[Objective]:
Can you put every line of the listing below into a numbered list, leaving out any blank lines?

#### Given data ####

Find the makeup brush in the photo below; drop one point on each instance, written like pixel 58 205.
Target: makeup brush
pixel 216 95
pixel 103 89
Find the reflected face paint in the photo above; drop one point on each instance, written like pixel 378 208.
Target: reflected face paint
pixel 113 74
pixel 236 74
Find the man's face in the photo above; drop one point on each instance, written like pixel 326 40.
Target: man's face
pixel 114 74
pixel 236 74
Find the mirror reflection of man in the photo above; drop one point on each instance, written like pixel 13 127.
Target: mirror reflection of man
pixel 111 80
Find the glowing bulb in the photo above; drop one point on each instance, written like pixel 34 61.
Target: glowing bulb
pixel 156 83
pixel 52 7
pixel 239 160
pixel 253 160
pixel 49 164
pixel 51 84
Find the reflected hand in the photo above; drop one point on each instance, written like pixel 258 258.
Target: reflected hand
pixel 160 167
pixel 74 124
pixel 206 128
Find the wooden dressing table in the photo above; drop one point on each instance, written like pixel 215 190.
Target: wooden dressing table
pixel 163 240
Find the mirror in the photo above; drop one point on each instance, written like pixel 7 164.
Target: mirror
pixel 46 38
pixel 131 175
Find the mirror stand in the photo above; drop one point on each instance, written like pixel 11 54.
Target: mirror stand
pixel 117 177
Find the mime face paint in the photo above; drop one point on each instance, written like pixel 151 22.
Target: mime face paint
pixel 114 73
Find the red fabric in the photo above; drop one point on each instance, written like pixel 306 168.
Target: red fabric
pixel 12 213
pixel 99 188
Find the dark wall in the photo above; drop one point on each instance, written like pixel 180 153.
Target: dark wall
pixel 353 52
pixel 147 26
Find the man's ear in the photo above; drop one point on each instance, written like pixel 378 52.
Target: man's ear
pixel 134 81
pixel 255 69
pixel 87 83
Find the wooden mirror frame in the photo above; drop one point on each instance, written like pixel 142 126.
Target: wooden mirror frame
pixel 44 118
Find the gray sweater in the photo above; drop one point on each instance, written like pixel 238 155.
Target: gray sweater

####

[Answer to this problem]:
1. Find the makeup brush in the photo below; drop one point on each instance, written like pixel 58 205.
2. Target: makeup brush
3. pixel 216 95
4. pixel 103 89
5. Find the reflected face paint in the photo above; drop one point on each instance, written like pixel 378 208.
6. Target: reflected face paint
7. pixel 113 74
8. pixel 236 74
9. Find the man's face in the photo above; drop one point on each instance, written like pixel 326 40.
10. Target: man's face
11. pixel 114 74
12. pixel 236 74
13. Find the mirror reflection of man in the photo above; drop one point on each instance, written like pixel 13 127.
14. Target: mirror reflection of man
15. pixel 111 80
16. Find the glowing bulb in the photo above; drop one point on each instance, written like pixel 34 61.
17. Target: glowing bulb
18. pixel 156 83
19. pixel 52 7
20. pixel 239 160
21. pixel 253 160
22. pixel 49 164
23. pixel 51 84
24. Find the reflected hand in the photo above; drop one point on each instance, written like pixel 258 258.
25. Target: reflected hand
26. pixel 160 167
27. pixel 74 124
28. pixel 206 128
29. Find the wooden dressing table in the photo above; drop one point on each instance, written like pixel 215 190.
30. Target: wooden dressing table
31. pixel 163 240
32. Find the mirror in the photo above; drop one point on each instance, written like pixel 7 164.
33. Target: mirror
34. pixel 46 38
35. pixel 131 175
36. Find the mirror stand in the photo above; drop one point on each instance, written like pixel 11 54.
37. Target: mirror stand
38. pixel 117 177
39. Find the mime face paint in the photo above; drop one point on each instance, written like pixel 151 22.
40. Target: mime face paint
41. pixel 114 73
42. Find the red fabric in the photo above; drop one point on each instance, written like pixel 306 168.
43. Target: red fabric
44. pixel 12 213
45. pixel 99 188
46. Find the dark wall in the photo above; drop one point on each instance, written like pixel 180 153.
47. Target: dark wall
48. pixel 353 52
49. pixel 147 26
50. Find the man's ear in the photo above; drop one point on each instance, written like pixel 378 52.
51. Target: man's ear
52. pixel 134 81
53. pixel 255 69
54. pixel 87 83
55. Find the wooden mirror frame in the photo above; drop one point on each instance, written like pixel 142 126.
56. Target: wooden mirror frame
57. pixel 44 118
58. Find the gray sweater in the photo above; drop one point on each instance, written like pixel 238 155.
59. Target: gray sweater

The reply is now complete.